Saved data entries:

----------------------------------------

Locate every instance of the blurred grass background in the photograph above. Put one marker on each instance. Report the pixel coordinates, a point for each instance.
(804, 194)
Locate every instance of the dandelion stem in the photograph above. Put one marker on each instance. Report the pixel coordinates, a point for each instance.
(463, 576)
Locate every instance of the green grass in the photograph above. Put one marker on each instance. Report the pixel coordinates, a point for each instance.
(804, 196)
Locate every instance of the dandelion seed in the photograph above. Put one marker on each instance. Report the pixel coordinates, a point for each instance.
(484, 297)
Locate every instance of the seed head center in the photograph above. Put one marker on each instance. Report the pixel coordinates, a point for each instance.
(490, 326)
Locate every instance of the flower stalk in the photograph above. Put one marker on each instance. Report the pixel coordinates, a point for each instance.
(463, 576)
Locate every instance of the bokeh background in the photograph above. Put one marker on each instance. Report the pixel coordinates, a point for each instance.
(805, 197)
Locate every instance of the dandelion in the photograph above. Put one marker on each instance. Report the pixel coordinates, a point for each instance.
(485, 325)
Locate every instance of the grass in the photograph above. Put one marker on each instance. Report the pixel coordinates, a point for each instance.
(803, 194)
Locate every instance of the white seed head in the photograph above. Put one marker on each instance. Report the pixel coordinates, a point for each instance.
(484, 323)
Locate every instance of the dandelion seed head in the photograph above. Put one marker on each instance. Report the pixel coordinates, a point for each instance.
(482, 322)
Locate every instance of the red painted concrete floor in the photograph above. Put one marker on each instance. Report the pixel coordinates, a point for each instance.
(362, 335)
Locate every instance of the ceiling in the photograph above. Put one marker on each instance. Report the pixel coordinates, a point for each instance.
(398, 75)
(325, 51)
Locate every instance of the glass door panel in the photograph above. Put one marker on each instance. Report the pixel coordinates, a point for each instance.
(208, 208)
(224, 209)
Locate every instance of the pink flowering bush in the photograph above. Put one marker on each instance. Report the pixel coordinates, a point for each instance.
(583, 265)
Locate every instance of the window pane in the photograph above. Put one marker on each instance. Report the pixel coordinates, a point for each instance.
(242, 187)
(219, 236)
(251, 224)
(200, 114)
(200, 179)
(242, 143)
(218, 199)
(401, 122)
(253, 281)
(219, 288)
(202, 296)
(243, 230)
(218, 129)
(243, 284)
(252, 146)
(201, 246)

----------------------------------------

EXERCISE TASK: Copy out the items above word for word, line by line.

TASK SOLUTION:
Locate every instance of the blurred grass background in the photograph above. Put one marker on each instance. Report the pixel coordinates, a point for each instance.
(804, 194)
Locate every instance of the dandelion stem in the photograph above. Put one marker on each instance. Report the pixel coordinates, a point for each instance.
(463, 576)
Locate every instance of the green grass in the photograph above. Put one marker on each instance. Report the pixel coordinates, a point for each instance.
(804, 196)
Locate every instance of the dandelion seed in the photograph above. Put one marker on each instance. Report the pixel coordinates, a point for each instance.
(484, 297)
Locate every instance of the seed head center in the photograph above. Put one marker on each instance. Report the pixel coordinates, a point for each instance.
(490, 326)
Locate every instance of the flower stalk in the photograph above. Put one marker on each instance. Report the pixel coordinates, a point for each instance.
(463, 576)
Locate every instance of the bokeh background in the photograph above. Put one marker on each instance. Report the pixel coordinates, a point for each instance.
(805, 197)
Locate every instance of the dandelion in the photograph above. Put one marker on each instance. Report the pixel coordinates, a point for each instance.
(485, 325)
Locate every instance of the grass in the photograph above. Put one marker on each instance. Report the pixel coordinates, a point for each instance.
(803, 194)
Locate every instance of the white seed head in the photograph above. Put one marker on each instance. Report the pixel coordinates, a point for each instance.
(484, 323)
Locate every instance of the dandelion seed head in the photograph above. Put one marker on each instance. Report the pixel coordinates, a point for each instance.
(482, 322)
Locate every instance of the red painted concrete floor in the photograph above. Put one marker on each instance. Report the pixel coordinates, a point for each instance.
(362, 335)
Locate every instance of the ceiling in the photograph above. Put one marker on each instance. Report the pixel coordinates, a point for each instance.
(398, 75)
(325, 51)
Locate every instance of the glass door panel in the photograph above. Put one marker on each instance. Report the pixel coordinates, a point for each instance.
(208, 208)
(224, 209)
Locate every instance of the pink flowering bush in the photograph above. Put one marker on each instance. Report the pixel coordinates, a point for each instance.
(583, 265)
Locate every instance of the window pane in the photograph above. Put one marker on each instance. Report the pixel coordinates, a point for each instance.
(242, 187)
(219, 236)
(251, 224)
(200, 114)
(200, 179)
(242, 143)
(218, 199)
(401, 122)
(253, 281)
(219, 288)
(202, 296)
(243, 230)
(218, 129)
(243, 284)
(252, 146)
(201, 246)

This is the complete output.